**WHAT TO PRODUCE:**
Can you transcribe every line exactly and leave the pictures behind?

**RECORD EXCERPTS:**

— Start —

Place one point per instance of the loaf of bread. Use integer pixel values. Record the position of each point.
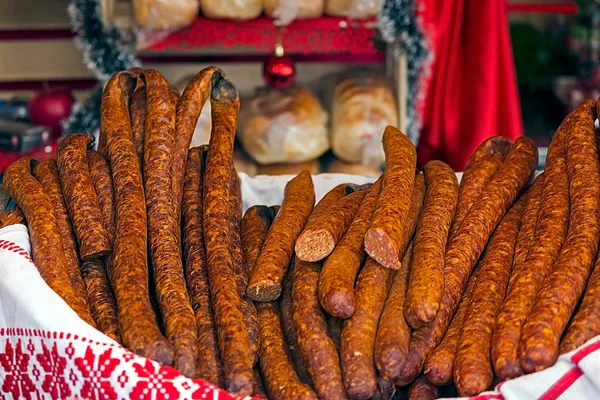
(232, 9)
(313, 166)
(283, 126)
(355, 9)
(363, 105)
(164, 14)
(300, 9)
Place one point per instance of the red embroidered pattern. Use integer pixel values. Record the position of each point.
(37, 364)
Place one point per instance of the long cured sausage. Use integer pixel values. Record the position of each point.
(278, 372)
(46, 242)
(427, 272)
(189, 107)
(565, 284)
(164, 226)
(336, 281)
(529, 268)
(473, 372)
(80, 196)
(440, 364)
(46, 172)
(232, 333)
(382, 240)
(393, 333)
(129, 272)
(319, 238)
(317, 348)
(196, 274)
(358, 335)
(468, 244)
(298, 201)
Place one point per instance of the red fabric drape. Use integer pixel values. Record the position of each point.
(472, 93)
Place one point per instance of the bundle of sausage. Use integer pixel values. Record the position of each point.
(413, 282)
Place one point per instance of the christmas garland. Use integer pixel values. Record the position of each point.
(104, 52)
(399, 25)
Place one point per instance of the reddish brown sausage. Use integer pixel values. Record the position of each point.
(466, 247)
(231, 329)
(316, 347)
(46, 242)
(129, 272)
(101, 298)
(194, 255)
(80, 196)
(528, 270)
(189, 108)
(11, 217)
(564, 285)
(358, 336)
(472, 365)
(422, 389)
(277, 369)
(440, 364)
(274, 258)
(46, 173)
(393, 333)
(239, 263)
(473, 181)
(255, 226)
(137, 111)
(382, 240)
(319, 238)
(426, 284)
(291, 336)
(164, 226)
(336, 282)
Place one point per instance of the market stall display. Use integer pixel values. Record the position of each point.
(263, 288)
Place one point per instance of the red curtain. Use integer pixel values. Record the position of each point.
(472, 93)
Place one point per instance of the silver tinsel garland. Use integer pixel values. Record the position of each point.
(104, 52)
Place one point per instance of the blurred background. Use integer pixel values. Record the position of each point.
(319, 79)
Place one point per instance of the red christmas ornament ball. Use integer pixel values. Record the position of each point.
(279, 71)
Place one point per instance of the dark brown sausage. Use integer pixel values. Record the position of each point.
(137, 112)
(358, 336)
(586, 323)
(473, 181)
(80, 197)
(194, 254)
(382, 240)
(528, 270)
(255, 226)
(426, 282)
(11, 217)
(393, 333)
(298, 201)
(189, 108)
(277, 369)
(46, 172)
(239, 263)
(163, 224)
(315, 345)
(319, 238)
(468, 244)
(472, 365)
(565, 284)
(422, 389)
(440, 364)
(45, 234)
(336, 282)
(229, 319)
(291, 336)
(101, 298)
(129, 272)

— End —

**WRITTEN REPLY:**
Place one point per instance of the loaf of bread. Use integer pixel values. Record the position of each point.
(232, 9)
(313, 166)
(283, 126)
(355, 9)
(363, 105)
(164, 14)
(300, 9)
Place one point per instance of the red embroidered pattern. Use integer pixel values. Record the position of each point.
(37, 364)
Place one point per instance of the long cured sausage. Use integer pixel values. Record the position of each point.
(278, 372)
(46, 242)
(427, 272)
(189, 107)
(565, 284)
(164, 226)
(336, 281)
(529, 268)
(473, 372)
(80, 196)
(440, 364)
(46, 172)
(232, 333)
(382, 240)
(393, 333)
(129, 272)
(319, 238)
(317, 348)
(196, 274)
(358, 335)
(468, 244)
(298, 201)
Place one point per instance of the red fabric drape. Use integer pixel values. Record the position of each point.
(472, 93)
Place one point per instance of the bundle of sausage. Use integer pixel values. Record the position of each point.
(413, 282)
Place one point per instance of the christmas garland. Use integer pixel values. Record the position of each point.
(104, 52)
(399, 25)
Place one point per instance of the reddish brown sausage. Use integer pixel values. Record the position of each point.
(466, 247)
(231, 329)
(316, 347)
(46, 242)
(129, 272)
(101, 298)
(194, 255)
(80, 196)
(528, 270)
(189, 108)
(11, 217)
(564, 285)
(358, 336)
(472, 365)
(422, 389)
(277, 369)
(440, 364)
(274, 258)
(46, 173)
(393, 333)
(239, 263)
(473, 181)
(255, 226)
(137, 111)
(382, 240)
(319, 238)
(426, 284)
(291, 336)
(164, 226)
(336, 282)
Place one point per instance of the market stall display. Use integer pixel values. Record the position of each point.
(263, 288)
Place one point per instance of the red curtain. Use integer pixel values. Record the position of each point.
(472, 93)
Place one point per instance of the silver tinsel garland. Use integer pixel values. Record the position of each point.
(104, 52)
Place one point per instance of the blurred background. Use integer pixel values. Record the position of each point.
(319, 79)
Place one point per instance of the red christmas ornament ball. Use integer pixel values. Record the position of each point.
(279, 71)
Place one point per instance of the dark brown sausage. Use integer pixel values. Record the position of each point.
(137, 112)
(358, 336)
(586, 323)
(473, 181)
(80, 197)
(194, 254)
(382, 240)
(528, 270)
(255, 226)
(426, 282)
(11, 217)
(393, 333)
(298, 201)
(189, 108)
(277, 369)
(46, 172)
(239, 263)
(163, 224)
(315, 345)
(319, 238)
(468, 244)
(472, 365)
(565, 284)
(422, 389)
(440, 364)
(45, 234)
(336, 282)
(229, 319)
(291, 336)
(101, 298)
(129, 272)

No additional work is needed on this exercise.